A run of data
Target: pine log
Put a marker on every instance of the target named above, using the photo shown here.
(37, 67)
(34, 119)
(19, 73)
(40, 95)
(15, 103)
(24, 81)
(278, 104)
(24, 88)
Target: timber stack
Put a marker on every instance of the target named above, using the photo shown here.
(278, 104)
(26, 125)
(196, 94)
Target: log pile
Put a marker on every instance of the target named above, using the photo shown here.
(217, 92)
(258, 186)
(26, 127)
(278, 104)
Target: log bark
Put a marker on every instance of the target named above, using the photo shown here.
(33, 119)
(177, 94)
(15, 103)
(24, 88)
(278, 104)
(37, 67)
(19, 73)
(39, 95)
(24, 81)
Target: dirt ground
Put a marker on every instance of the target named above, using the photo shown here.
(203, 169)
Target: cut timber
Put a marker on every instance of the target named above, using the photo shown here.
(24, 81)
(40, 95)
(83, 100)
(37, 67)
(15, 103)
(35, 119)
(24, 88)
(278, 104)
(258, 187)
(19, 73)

TASK TO COMPLETE: Recast every line of the data above as a Markdown table with two columns, Row and Line. Number the rows in order and leave out blank lines.

EXERCISE RESULT:
| Row | Line |
|---|---|
| 1 | Target: pine log |
| 2 | Put a marker on every instance of the target named above, using the photo shown here. |
| 3 | (37, 67) |
| 4 | (34, 119) |
| 5 | (19, 73) |
| 6 | (40, 95) |
| 7 | (15, 103) |
| 8 | (24, 81) |
| 9 | (278, 104) |
| 10 | (24, 88) |
| 11 | Target: timber stack |
| 12 | Put a marker on every instance of the target named above, using the photo shown here. |
| 13 | (278, 104) |
| 14 | (26, 125) |
| 15 | (196, 94) |
| 16 | Target: log pile |
| 17 | Put a marker on every instance of the target named above, using the photo shown here. |
| 18 | (217, 92) |
| 19 | (258, 186) |
| 20 | (26, 127) |
| 21 | (278, 104) |
| 22 | Target: log bark |
| 23 | Put a marker on every instance of the target named above, using the photo shown here. |
| 24 | (33, 119) |
| 25 | (177, 94) |
| 26 | (15, 103) |
| 27 | (24, 88) |
| 28 | (278, 104) |
| 29 | (37, 67) |
| 30 | (19, 73) |
| 31 | (39, 95) |
| 32 | (24, 81) |
| 33 | Target: dirt ground |
| 34 | Put a marker on every instance of the target named above, using the photo shown here. |
| 35 | (203, 169) |
| 36 | Target: cut timber |
| 37 | Put a marker on every instance of the target named above, using the photo shown here. |
| 38 | (24, 81) |
| 39 | (40, 95) |
| 40 | (83, 100) |
| 41 | (37, 67) |
| 42 | (15, 103) |
| 43 | (35, 119) |
| 44 | (24, 88) |
| 45 | (278, 104) |
| 46 | (258, 187) |
| 47 | (19, 73) |